Lines of data:

+ + +

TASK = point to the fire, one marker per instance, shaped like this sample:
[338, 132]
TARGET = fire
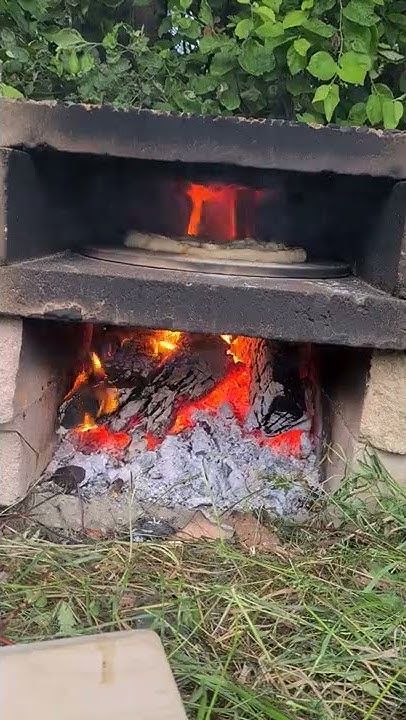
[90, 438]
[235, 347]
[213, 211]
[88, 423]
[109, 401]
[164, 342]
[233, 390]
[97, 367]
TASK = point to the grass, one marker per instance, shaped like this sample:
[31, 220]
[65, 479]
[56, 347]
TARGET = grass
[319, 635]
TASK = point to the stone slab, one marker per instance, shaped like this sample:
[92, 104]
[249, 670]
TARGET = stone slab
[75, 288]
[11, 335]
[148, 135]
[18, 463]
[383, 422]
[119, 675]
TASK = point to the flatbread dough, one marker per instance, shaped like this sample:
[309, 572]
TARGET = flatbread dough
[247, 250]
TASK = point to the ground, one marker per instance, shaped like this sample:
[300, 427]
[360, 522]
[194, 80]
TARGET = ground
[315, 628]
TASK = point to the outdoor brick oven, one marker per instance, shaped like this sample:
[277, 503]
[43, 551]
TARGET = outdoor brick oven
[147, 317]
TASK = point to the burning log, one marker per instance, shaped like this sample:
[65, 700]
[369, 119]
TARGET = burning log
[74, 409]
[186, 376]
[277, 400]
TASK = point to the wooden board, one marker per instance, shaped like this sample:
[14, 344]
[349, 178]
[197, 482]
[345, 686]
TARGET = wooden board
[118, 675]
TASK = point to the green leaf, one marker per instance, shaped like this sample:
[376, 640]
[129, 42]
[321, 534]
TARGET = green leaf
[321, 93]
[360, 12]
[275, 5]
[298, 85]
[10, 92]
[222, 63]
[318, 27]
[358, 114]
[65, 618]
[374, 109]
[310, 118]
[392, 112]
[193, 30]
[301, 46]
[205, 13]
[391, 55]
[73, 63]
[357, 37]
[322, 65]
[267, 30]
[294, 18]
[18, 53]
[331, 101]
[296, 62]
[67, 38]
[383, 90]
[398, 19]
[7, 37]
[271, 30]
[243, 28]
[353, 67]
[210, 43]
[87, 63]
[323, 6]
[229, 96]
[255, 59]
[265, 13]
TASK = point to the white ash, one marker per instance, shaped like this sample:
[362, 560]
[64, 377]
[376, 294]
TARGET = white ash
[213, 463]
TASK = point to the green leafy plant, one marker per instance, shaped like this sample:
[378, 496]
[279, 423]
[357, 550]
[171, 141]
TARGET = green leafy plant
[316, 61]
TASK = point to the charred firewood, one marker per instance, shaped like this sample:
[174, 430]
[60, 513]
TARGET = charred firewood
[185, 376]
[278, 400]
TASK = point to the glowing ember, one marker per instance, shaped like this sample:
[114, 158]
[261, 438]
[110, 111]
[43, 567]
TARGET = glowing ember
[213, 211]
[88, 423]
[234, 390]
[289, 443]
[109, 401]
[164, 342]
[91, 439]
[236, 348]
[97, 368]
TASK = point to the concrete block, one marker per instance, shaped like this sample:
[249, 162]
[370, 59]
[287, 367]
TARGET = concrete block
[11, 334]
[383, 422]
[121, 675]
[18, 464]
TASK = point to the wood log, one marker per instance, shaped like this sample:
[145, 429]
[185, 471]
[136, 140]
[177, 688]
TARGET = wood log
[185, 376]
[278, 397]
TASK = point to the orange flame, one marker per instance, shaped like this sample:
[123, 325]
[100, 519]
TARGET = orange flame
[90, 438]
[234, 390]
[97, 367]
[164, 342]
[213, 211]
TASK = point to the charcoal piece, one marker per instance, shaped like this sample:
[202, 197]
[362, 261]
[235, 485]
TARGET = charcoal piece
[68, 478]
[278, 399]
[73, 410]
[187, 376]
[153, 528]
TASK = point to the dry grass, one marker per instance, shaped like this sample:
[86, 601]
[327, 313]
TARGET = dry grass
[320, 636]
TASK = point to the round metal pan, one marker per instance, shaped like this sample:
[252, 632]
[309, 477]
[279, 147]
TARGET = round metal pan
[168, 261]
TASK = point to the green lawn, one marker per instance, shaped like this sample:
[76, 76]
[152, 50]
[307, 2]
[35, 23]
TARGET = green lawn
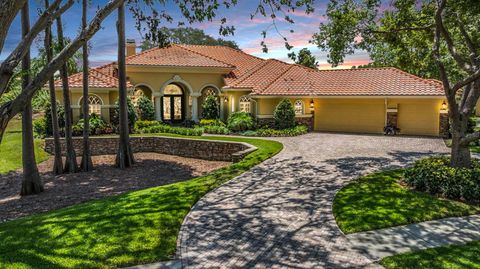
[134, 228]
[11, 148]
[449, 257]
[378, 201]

+ + +

## [TASK TO CARRY OUT]
Can you edit all of the entries above so that "one marker per instance" becomes "a single marker for each instance", keeping everything else the same and leaving the pictures out of your answer?

## [SOLVED EXERCISE]
TASK = point to the fire, a single marker for each instance, shaped like this sample:
[338, 132]
TARGET = fire
[90, 438]
[235, 347]
[213, 211]
[88, 423]
[109, 401]
[164, 342]
[233, 390]
[97, 367]
TASK = point to the grass, a single marker for each instance, shaped like this sample:
[31, 220]
[65, 479]
[56, 347]
TARGET = grass
[319, 635]
TASK = point to the stone slab, a single marker for each instance, shaped like this sample:
[92, 104]
[249, 670]
TARGET = stone slab
[75, 288]
[11, 335]
[148, 135]
[18, 463]
[383, 422]
[119, 675]
TASK = point to the flatbread dough, a single marker for each instance, shaped like this sample:
[309, 572]
TARGET = flatbread dough
[247, 250]
TASK = point to the ground, a single marker for each instance, shaped like this sample:
[300, 427]
[360, 522]
[194, 80]
TARGET = ground
[315, 628]
TASK = point to the outdoor brick oven, a single marker for each instance, shaped like this sample:
[277, 503]
[43, 551]
TARGET = outdoor brick oven
[147, 317]
TASK = point to the burning log, a single marker for each instance, shaped like this sample:
[65, 700]
[369, 119]
TARGET = burning log
[74, 409]
[186, 376]
[277, 400]
TASK = point to the wooden board, a single marker for each instance, shaped like this sample:
[14, 344]
[349, 178]
[197, 482]
[345, 686]
TARGET = wooden board
[118, 675]
TASK = point to the green leaf, a single marker for each instance, shaped like this sample:
[376, 640]
[129, 42]
[321, 534]
TARGET = green leaf
[321, 93]
[360, 12]
[275, 5]
[298, 85]
[10, 92]
[222, 63]
[318, 27]
[358, 114]
[65, 618]
[374, 109]
[310, 118]
[392, 112]
[193, 30]
[301, 46]
[205, 13]
[391, 55]
[73, 63]
[357, 37]
[322, 65]
[267, 30]
[294, 18]
[18, 53]
[331, 101]
[296, 62]
[67, 38]
[383, 90]
[398, 19]
[7, 37]
[271, 30]
[243, 28]
[353, 67]
[210, 43]
[87, 63]
[323, 6]
[229, 96]
[255, 59]
[265, 13]
TASK = point to the white ash, a single marker for each instance, shaped like this sample:
[362, 560]
[64, 377]
[376, 294]
TARGET = white ash
[213, 463]
TASK = point to the green leafy plant, a single marker for each instance, shaped like this sample:
[378, 496]
[279, 423]
[357, 550]
[171, 141]
TARGET = green leafy plant
[316, 61]
TASK = point to the charred firewood, a single marker for each instance, shaped like this sample:
[174, 430]
[60, 513]
TARGET = charred firewood
[185, 376]
[278, 400]
TASK = point to the glowing ember, a single marker for each instance, shaped like this sample:
[114, 158]
[261, 438]
[110, 111]
[43, 567]
TARGET = glowing ember
[213, 211]
[88, 423]
[234, 390]
[289, 443]
[109, 401]
[164, 342]
[91, 439]
[236, 348]
[97, 368]
TASK = point to the concrete block, a single marker for each instance, shaped like this sample:
[249, 162]
[370, 59]
[287, 367]
TARGET = concrete block
[11, 334]
[383, 422]
[121, 675]
[18, 464]
TASK = point to the wood log, a single marker for each instance, shaped like this sample:
[145, 429]
[185, 471]
[136, 140]
[177, 688]
TARGET = wood log
[185, 376]
[278, 397]
TASK = point to the orange flame, a single marker for each instance, shaped like this sample:
[123, 325]
[100, 519]
TARGET = orange flame
[90, 438]
[234, 390]
[97, 367]
[164, 342]
[213, 211]
TASK = point to the charcoal piece, a single marker for each instance, shaped like this sample:
[202, 197]
[362, 261]
[235, 485]
TARGET = charcoal piece
[68, 478]
[278, 399]
[73, 410]
[187, 376]
[153, 528]
TASK = point to the dry grass, a single marker for each instance, shaped like this sample:
[86, 601]
[327, 313]
TARGET = dry grass
[320, 636]
TASK = point to the round metal pan, a single marker for each instance, shaped like this sample:
[252, 632]
[309, 477]
[279, 147]
TARGET = round metal pan
[168, 261]
TASK = point to the green lawn, a single marker for each instance, shaped like this sample:
[76, 76]
[152, 50]
[307, 2]
[35, 23]
TARGET = green lawn
[134, 228]
[11, 148]
[449, 257]
[378, 201]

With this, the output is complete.